**Recorded data**.
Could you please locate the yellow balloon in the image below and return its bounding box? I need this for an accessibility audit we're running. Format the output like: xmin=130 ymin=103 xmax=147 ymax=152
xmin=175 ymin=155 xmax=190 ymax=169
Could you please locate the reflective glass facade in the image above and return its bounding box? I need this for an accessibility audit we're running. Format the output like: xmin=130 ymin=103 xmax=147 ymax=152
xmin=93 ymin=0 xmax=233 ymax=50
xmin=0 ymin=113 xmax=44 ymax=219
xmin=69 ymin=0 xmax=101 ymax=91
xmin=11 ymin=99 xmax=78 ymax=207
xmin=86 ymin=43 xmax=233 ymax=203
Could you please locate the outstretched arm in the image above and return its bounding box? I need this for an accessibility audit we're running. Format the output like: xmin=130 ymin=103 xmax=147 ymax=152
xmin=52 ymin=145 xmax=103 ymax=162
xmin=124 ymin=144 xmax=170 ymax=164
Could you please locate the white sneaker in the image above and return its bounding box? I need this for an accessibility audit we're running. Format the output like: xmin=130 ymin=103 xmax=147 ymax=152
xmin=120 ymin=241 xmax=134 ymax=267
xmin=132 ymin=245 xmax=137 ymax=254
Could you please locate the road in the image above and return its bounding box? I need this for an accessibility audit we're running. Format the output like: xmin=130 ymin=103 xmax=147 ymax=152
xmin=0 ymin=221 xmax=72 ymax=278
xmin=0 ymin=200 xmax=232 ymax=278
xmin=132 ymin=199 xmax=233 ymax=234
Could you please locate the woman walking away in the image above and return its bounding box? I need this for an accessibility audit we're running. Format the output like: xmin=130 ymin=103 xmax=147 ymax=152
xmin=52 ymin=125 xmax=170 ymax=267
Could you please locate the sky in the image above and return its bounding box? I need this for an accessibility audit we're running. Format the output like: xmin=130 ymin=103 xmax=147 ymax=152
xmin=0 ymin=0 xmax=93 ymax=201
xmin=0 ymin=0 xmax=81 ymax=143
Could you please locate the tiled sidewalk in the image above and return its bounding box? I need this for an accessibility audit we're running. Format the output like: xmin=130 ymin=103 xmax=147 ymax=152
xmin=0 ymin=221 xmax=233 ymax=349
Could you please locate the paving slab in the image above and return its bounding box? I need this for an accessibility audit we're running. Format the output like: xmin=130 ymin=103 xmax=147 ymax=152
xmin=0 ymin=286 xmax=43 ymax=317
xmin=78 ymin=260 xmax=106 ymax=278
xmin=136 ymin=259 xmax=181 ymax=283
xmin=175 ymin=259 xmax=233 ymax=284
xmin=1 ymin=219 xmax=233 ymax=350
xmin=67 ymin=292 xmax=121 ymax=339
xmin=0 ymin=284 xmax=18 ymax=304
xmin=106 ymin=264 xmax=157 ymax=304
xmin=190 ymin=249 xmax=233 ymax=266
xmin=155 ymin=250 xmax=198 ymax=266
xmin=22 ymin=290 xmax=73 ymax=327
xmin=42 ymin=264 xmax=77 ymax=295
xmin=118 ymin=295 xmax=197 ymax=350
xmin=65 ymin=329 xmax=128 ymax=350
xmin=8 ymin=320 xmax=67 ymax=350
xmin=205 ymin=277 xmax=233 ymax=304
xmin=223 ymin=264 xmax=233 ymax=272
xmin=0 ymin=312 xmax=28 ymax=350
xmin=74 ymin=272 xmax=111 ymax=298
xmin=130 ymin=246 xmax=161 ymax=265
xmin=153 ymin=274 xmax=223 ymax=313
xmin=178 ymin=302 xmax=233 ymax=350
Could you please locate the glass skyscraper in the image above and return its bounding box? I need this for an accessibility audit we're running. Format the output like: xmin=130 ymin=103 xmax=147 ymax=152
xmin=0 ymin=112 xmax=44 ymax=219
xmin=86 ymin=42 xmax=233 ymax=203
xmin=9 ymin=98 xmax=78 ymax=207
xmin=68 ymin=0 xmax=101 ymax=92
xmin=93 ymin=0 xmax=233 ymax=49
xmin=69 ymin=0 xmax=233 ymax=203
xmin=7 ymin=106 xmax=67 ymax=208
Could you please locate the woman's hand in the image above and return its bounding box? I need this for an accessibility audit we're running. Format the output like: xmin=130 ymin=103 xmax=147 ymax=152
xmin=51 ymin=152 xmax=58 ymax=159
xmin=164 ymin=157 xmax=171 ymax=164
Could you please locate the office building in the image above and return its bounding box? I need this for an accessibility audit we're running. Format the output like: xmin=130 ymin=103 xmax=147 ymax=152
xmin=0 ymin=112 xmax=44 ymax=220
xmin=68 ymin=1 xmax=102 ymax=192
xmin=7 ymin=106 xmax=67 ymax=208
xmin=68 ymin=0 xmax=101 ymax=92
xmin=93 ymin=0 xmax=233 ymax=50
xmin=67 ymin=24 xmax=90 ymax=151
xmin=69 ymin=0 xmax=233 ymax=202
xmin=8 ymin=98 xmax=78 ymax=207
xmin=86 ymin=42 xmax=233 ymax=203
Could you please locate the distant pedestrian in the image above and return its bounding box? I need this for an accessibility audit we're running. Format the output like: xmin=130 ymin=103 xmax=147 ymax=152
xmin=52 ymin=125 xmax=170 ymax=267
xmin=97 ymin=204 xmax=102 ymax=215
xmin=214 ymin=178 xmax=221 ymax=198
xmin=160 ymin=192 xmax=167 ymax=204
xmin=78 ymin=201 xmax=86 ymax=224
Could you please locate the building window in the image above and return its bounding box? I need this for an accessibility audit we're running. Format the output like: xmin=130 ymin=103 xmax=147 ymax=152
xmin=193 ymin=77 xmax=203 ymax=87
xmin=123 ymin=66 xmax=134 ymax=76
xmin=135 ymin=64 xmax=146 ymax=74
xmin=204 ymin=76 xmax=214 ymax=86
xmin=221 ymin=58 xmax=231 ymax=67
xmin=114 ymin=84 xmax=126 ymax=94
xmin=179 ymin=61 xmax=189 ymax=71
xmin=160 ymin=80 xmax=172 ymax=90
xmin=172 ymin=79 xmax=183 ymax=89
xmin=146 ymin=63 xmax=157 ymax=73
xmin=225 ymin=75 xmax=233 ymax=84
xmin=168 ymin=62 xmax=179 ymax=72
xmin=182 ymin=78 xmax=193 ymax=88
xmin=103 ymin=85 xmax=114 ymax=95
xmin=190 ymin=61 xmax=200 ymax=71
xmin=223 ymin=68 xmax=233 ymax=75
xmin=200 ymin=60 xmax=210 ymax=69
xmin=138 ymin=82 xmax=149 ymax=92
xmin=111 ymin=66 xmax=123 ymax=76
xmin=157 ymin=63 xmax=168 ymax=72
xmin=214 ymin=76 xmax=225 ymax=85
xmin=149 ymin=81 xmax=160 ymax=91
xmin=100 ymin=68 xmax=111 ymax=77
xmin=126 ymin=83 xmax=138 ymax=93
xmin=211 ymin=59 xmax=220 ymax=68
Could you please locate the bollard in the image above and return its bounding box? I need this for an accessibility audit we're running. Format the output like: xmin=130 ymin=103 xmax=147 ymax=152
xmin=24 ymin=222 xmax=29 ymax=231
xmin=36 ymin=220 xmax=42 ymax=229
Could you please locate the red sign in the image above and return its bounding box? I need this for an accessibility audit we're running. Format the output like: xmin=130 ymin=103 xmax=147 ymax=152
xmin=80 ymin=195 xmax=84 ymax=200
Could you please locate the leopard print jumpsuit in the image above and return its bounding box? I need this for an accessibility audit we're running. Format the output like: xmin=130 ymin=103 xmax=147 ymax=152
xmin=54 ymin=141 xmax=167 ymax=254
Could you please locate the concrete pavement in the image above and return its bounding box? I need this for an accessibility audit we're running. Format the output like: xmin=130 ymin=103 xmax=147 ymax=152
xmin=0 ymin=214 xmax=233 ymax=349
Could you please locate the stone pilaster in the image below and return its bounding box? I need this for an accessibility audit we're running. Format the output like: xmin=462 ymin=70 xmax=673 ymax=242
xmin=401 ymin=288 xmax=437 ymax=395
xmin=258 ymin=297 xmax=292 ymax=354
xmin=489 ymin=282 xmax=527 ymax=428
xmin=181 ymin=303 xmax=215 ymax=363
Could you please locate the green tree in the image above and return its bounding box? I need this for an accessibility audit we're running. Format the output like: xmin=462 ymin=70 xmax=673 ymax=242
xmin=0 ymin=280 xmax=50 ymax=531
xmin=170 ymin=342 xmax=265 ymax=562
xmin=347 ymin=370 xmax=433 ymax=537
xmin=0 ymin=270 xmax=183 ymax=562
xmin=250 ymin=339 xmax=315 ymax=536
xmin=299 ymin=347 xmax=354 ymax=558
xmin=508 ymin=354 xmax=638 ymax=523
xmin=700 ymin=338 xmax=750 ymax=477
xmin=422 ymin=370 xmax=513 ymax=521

**What you should do**.
Repeat exactly, and only, the lines from the one containing "Could you please locate the stone" through the last line above.

**Written response**.
Could you please locate the stone pilaster in the image below and return its bounding box? I need this for an accessibility audit we're running. Format the output like: xmin=462 ymin=70 xmax=673 ymax=242
xmin=401 ymin=288 xmax=437 ymax=395
xmin=258 ymin=297 xmax=292 ymax=354
xmin=489 ymin=282 xmax=527 ymax=428
xmin=181 ymin=303 xmax=215 ymax=363
Could you please locate the green tree in the image above and return its bounding box? I need this for an accessibility audit we're running. Format the output like: xmin=462 ymin=70 xmax=673 ymax=242
xmin=0 ymin=280 xmax=50 ymax=531
xmin=170 ymin=342 xmax=265 ymax=562
xmin=347 ymin=370 xmax=433 ymax=537
xmin=0 ymin=270 xmax=183 ymax=562
xmin=250 ymin=339 xmax=315 ymax=536
xmin=299 ymin=347 xmax=354 ymax=558
xmin=508 ymin=354 xmax=638 ymax=523
xmin=700 ymin=338 xmax=750 ymax=477
xmin=422 ymin=370 xmax=513 ymax=521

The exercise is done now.